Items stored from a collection

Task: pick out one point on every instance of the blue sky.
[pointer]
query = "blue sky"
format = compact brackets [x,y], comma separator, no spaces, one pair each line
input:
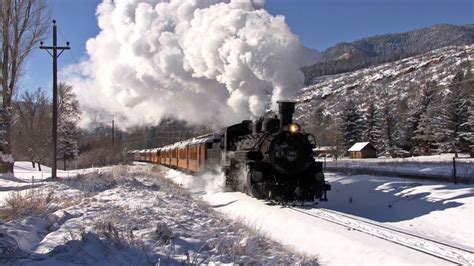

- _Aim_
Please quote the material above line for line, word for word, leaving out the pictures.

- _Answer to this problem_
Task: pick out one point on every instance of the blue sky.
[pointer]
query = "blue sky"
format = compact brackets [x,y], comma separator, no spaces, one pair each line
input:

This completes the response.